[Segmentation mask data]
[Start of section]
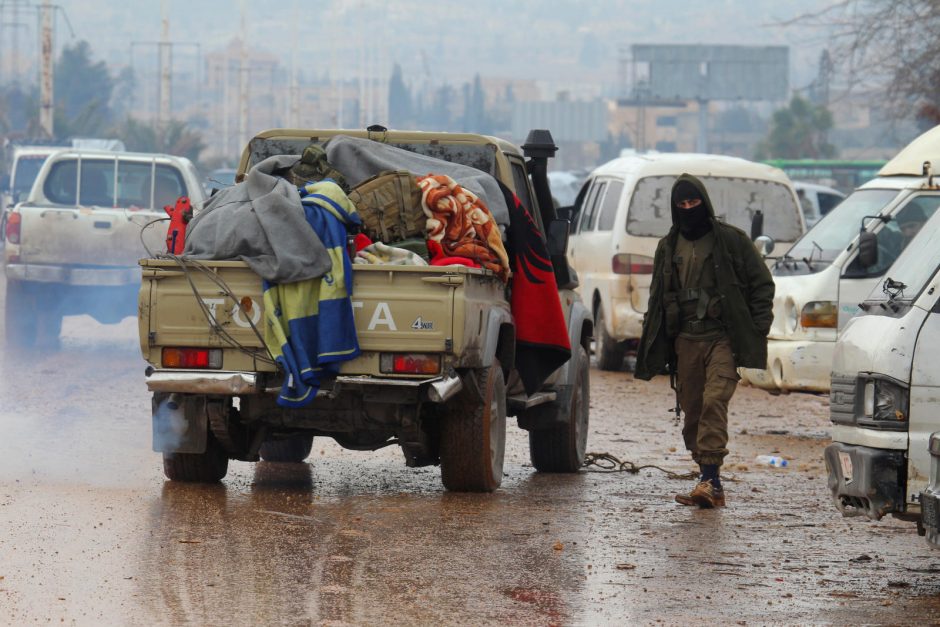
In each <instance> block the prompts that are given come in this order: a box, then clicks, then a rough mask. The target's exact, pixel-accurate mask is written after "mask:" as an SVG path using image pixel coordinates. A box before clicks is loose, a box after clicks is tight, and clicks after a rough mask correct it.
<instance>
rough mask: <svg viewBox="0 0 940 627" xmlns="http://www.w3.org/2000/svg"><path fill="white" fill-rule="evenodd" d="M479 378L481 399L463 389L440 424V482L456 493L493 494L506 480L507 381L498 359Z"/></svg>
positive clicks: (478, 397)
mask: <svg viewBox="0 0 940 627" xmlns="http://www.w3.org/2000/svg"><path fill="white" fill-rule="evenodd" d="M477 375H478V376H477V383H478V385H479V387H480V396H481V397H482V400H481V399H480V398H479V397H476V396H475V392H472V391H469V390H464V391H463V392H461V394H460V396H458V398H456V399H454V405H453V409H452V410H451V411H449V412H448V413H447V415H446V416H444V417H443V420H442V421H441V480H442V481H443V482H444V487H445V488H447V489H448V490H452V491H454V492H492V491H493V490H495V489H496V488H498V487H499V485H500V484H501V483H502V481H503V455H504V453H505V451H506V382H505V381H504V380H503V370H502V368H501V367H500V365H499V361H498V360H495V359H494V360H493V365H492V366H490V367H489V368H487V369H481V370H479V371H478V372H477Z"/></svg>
[End of section]
[Start of section]
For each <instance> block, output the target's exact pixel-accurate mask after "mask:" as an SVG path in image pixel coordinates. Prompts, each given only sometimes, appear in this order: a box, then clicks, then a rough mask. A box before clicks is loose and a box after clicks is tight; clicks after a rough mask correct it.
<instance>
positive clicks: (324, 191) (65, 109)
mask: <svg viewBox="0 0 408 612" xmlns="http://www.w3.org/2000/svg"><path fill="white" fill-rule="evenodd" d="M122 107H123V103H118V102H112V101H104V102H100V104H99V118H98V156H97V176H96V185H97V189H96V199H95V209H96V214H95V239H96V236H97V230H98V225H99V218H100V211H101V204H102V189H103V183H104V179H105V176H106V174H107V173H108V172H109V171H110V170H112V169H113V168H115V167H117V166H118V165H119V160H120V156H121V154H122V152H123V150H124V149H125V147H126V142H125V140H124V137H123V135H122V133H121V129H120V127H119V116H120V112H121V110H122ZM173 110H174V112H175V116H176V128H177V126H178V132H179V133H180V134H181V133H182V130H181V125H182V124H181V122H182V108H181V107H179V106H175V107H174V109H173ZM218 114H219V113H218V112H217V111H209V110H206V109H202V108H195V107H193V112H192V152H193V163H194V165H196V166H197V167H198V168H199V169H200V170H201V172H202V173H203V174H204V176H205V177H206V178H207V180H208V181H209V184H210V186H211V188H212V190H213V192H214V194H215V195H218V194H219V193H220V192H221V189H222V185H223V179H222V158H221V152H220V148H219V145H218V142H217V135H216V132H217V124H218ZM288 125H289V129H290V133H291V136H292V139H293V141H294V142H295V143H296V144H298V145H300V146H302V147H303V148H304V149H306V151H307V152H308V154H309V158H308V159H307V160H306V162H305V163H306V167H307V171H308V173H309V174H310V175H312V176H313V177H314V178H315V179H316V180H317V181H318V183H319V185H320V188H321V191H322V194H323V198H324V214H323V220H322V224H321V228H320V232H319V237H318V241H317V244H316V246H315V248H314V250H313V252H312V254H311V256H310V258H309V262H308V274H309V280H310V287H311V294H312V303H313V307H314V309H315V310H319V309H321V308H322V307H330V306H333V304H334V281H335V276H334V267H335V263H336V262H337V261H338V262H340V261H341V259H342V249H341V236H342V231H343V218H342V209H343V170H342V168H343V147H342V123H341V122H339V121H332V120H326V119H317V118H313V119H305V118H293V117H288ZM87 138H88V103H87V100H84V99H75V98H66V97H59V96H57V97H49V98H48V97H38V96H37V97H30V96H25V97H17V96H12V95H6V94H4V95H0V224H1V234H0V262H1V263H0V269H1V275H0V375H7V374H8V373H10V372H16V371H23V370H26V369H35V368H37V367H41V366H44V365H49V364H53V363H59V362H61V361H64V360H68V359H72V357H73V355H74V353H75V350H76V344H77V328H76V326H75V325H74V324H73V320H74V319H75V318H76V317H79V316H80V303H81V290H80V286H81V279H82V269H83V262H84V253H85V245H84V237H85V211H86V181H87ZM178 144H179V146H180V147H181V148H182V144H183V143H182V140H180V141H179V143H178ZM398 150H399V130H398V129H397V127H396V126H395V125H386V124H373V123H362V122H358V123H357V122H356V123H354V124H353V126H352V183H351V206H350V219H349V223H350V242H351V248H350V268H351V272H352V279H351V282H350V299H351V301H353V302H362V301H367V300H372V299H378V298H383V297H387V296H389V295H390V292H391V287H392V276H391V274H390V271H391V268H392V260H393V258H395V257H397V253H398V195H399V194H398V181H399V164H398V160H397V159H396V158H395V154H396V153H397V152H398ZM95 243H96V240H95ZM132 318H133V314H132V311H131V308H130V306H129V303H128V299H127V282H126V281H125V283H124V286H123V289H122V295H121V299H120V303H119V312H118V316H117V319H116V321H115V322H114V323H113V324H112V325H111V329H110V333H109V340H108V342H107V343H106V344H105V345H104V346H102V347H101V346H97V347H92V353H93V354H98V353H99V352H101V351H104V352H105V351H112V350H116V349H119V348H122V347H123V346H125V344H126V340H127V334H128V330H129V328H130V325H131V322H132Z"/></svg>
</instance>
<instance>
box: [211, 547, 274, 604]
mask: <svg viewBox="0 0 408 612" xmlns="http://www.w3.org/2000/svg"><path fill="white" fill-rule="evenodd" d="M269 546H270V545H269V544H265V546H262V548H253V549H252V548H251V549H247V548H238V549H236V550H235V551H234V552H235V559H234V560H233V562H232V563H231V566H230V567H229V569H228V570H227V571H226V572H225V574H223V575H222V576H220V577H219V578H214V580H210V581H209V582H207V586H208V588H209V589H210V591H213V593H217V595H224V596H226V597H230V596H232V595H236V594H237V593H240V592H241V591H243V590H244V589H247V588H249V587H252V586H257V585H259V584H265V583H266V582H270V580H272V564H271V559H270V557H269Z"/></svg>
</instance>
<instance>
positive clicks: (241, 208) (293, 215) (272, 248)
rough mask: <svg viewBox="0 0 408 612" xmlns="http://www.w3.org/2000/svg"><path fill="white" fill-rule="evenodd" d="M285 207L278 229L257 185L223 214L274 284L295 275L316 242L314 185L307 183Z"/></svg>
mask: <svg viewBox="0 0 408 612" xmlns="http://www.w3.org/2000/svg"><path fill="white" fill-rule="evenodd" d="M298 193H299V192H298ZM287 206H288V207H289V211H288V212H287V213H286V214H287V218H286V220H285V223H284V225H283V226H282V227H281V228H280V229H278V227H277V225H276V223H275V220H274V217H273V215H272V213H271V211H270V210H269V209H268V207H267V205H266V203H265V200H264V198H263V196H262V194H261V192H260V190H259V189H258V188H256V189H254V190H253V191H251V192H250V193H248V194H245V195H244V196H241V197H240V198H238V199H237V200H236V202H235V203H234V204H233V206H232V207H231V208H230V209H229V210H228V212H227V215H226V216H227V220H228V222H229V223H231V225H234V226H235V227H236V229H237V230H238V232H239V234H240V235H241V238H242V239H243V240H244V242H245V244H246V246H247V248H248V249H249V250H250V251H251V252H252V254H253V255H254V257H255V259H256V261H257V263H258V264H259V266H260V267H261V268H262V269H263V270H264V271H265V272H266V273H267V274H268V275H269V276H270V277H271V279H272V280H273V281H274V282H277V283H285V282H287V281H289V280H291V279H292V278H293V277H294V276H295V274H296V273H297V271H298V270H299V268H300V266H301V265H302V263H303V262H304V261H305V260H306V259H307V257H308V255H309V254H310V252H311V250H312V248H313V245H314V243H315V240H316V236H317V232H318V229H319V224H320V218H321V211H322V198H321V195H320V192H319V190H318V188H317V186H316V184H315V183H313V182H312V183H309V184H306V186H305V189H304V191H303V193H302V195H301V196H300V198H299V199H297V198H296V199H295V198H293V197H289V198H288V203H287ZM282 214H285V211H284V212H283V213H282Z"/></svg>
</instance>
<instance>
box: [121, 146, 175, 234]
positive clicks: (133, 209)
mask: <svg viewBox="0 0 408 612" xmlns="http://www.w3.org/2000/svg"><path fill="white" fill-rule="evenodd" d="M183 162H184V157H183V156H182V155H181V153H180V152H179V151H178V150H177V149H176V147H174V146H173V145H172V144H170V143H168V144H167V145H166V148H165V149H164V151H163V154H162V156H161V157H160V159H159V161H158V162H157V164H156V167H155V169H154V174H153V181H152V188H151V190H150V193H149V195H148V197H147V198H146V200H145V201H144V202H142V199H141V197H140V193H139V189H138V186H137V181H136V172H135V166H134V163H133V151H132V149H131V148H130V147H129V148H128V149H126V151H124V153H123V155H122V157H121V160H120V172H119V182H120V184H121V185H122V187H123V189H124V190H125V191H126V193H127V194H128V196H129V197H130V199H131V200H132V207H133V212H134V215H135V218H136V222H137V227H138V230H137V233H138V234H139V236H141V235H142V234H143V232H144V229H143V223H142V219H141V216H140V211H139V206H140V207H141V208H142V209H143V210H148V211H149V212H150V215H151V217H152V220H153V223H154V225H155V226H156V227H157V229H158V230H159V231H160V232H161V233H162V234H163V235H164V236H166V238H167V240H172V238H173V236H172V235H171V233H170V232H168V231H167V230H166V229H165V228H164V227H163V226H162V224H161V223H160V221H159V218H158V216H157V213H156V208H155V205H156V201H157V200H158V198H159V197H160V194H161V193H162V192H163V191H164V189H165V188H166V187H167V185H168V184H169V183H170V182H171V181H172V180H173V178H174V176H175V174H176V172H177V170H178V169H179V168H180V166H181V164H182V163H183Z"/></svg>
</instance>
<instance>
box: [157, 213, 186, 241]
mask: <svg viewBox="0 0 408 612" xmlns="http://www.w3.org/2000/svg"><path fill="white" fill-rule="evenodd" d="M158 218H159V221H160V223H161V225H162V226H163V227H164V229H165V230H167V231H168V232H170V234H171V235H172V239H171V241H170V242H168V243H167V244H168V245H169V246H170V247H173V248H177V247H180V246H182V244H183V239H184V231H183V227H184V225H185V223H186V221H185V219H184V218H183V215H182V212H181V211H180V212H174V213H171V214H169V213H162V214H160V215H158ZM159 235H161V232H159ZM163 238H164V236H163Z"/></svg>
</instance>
[End of section]
Please copy the stretch of the listing above verbatim, from the line containing "In each <instance>" through the line containing "positive clicks: (478, 397)", with both end lines included.

In each <instance> block the prompts that are given come in this order: a box, then clicks, then a rough mask. The target's exact, pixel-accurate mask is written after "mask:" as an SVG path using image pixel coordinates. A box before clicks is loose, a box after clicks is tight, and clicks after a rough mask correct it.
<instance>
rough mask: <svg viewBox="0 0 940 627" xmlns="http://www.w3.org/2000/svg"><path fill="white" fill-rule="evenodd" d="M479 378L481 399L463 389L440 424V482L456 493L493 494L506 480L507 381L498 359Z"/></svg>
positive clicks: (478, 397)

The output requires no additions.